WORK REQUEST: Tally the lines of the material that carry the word "ridge". Give no more than the number.

SUPPLIED MATERIAL:

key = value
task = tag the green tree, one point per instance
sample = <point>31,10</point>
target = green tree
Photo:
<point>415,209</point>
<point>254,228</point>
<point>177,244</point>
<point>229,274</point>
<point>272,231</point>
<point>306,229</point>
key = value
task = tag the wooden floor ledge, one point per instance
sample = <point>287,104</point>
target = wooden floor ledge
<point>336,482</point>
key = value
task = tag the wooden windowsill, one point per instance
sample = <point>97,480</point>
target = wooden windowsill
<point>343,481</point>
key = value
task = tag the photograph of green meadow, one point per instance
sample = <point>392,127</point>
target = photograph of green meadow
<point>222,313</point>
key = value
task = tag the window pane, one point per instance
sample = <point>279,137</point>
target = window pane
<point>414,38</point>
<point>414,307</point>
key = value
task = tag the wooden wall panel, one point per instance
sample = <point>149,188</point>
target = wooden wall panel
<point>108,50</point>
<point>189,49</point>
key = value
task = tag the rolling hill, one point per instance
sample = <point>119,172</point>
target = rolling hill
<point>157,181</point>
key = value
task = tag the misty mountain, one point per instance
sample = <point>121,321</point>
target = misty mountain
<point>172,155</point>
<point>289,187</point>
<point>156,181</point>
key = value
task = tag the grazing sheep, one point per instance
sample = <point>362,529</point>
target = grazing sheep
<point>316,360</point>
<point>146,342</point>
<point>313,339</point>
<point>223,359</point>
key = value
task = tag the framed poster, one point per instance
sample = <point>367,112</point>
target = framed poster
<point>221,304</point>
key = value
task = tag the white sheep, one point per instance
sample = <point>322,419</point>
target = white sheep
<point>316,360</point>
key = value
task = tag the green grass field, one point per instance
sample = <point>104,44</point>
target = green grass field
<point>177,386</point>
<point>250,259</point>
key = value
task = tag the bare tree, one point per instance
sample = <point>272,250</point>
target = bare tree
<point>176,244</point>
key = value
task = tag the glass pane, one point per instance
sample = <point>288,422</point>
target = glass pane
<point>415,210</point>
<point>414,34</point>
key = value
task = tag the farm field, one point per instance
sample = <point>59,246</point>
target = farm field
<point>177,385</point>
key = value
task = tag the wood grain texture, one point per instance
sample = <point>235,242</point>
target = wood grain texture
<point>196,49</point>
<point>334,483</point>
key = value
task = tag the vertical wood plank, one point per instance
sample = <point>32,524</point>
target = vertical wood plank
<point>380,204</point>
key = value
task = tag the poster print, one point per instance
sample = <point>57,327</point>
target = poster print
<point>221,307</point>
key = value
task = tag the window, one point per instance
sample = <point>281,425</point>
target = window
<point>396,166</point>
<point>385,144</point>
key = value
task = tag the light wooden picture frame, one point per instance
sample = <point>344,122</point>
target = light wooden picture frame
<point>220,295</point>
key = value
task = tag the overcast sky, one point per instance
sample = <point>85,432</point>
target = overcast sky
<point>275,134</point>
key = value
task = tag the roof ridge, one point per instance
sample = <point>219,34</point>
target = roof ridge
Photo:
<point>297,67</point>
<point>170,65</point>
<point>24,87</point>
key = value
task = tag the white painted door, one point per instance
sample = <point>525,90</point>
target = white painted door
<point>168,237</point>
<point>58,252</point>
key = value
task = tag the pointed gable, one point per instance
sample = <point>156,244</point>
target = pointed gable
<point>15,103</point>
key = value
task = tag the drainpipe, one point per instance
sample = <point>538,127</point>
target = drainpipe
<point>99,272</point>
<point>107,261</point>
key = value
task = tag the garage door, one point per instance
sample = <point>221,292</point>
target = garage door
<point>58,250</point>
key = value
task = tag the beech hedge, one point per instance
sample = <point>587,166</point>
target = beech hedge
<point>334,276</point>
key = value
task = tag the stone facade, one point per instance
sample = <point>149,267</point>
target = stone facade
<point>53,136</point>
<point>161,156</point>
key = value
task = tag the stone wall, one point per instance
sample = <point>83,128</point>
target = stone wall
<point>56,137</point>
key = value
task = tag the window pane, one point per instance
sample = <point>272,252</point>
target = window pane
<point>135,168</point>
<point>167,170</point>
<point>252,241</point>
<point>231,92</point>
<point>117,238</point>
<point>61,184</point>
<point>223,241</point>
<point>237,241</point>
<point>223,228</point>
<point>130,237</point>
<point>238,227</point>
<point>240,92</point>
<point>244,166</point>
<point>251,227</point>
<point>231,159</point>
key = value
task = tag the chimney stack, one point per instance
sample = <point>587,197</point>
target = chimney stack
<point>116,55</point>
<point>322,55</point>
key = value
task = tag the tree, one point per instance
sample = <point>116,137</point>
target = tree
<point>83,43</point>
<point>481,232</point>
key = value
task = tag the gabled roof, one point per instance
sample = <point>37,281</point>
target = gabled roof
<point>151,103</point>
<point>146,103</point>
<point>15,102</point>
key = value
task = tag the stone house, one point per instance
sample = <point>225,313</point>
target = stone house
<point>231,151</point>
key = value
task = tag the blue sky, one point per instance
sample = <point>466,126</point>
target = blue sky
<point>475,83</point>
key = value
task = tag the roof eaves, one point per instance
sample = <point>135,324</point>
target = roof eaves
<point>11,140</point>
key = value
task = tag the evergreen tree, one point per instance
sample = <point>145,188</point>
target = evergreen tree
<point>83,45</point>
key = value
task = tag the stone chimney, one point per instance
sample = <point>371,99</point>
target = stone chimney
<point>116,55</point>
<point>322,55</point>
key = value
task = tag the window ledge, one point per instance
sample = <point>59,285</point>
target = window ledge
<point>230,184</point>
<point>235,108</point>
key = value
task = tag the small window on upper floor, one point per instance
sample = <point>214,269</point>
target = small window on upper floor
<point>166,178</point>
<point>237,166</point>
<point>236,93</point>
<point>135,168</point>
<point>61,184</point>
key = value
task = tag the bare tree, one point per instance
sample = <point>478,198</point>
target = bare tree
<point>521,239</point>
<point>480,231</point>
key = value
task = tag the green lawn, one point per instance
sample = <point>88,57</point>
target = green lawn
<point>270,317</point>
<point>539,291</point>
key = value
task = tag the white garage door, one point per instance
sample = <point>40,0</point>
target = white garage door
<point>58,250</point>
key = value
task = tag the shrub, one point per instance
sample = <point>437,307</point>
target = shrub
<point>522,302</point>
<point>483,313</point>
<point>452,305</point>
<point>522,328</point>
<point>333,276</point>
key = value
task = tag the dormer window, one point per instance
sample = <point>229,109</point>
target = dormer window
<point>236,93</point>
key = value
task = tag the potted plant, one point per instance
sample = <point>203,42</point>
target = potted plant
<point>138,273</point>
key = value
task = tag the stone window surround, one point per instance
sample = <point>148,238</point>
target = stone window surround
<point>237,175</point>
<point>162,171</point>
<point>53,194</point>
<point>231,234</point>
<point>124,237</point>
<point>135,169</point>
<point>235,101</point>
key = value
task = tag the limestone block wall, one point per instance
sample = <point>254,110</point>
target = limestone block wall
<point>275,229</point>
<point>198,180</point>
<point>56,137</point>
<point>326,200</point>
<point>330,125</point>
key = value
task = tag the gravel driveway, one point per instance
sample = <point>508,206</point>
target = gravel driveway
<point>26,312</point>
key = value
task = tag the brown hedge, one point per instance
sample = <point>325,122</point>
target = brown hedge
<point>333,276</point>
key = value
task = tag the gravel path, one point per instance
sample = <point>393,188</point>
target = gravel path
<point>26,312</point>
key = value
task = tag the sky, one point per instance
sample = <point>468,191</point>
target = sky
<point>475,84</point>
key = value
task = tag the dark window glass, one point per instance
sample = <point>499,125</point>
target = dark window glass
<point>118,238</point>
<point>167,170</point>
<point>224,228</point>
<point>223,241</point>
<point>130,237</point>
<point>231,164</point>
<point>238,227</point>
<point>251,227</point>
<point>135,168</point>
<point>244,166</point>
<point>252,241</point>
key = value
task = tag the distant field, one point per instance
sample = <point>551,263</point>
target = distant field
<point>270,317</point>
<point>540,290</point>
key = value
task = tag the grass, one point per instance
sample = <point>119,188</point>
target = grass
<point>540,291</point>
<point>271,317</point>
...
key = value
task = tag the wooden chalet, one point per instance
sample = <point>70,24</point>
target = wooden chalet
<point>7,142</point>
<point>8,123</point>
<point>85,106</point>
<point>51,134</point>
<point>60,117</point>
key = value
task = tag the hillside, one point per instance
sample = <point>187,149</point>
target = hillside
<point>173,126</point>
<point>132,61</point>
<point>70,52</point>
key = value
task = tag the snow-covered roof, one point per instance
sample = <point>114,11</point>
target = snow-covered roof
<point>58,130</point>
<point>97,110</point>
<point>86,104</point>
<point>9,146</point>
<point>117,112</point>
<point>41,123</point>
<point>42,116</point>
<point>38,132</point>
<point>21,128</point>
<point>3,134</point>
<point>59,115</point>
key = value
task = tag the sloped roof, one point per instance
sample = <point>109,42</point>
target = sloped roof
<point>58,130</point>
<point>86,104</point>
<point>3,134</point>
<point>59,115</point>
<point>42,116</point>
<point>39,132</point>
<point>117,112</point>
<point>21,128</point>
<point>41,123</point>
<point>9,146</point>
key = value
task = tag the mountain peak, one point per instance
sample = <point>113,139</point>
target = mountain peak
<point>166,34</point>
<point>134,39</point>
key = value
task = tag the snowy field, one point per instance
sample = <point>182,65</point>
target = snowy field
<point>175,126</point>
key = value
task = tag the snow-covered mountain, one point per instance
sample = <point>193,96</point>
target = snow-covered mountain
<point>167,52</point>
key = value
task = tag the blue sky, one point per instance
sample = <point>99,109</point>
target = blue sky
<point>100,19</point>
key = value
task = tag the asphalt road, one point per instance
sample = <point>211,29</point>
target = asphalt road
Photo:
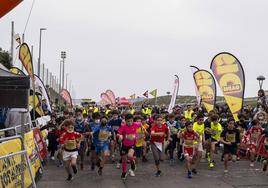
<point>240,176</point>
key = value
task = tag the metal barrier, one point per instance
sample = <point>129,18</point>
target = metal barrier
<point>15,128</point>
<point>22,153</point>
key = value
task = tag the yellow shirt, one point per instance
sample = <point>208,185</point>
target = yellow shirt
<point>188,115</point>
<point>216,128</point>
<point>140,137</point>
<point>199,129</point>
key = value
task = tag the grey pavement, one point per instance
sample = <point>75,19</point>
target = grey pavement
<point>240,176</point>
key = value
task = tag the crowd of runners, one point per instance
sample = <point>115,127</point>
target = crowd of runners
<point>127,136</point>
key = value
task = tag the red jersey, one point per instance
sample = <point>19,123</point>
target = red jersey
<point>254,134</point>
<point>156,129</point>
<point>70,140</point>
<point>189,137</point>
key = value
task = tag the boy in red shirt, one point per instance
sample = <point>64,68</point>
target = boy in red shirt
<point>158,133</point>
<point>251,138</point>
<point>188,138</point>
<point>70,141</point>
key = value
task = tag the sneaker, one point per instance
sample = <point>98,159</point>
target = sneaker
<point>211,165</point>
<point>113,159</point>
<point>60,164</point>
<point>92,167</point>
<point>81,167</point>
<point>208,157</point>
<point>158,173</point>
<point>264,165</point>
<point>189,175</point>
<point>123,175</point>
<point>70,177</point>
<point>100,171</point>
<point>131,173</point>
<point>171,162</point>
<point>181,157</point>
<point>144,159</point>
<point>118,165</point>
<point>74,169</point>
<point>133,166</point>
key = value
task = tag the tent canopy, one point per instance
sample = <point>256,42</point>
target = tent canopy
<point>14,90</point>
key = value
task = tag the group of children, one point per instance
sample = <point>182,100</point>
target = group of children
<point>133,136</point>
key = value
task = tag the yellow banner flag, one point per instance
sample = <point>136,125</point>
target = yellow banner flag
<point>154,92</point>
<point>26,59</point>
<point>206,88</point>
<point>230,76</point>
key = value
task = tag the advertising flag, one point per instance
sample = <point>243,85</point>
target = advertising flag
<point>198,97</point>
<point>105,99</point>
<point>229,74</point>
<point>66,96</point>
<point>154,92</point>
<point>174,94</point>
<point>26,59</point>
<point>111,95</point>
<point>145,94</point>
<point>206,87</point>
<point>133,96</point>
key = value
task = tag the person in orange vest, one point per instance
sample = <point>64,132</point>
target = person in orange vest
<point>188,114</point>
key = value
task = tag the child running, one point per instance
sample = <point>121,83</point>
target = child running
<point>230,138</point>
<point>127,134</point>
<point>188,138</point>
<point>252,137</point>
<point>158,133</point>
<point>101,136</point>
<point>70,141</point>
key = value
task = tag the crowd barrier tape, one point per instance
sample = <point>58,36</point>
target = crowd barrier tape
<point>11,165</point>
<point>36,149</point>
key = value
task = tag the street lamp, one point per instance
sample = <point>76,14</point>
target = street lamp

TASK ANSWER: 2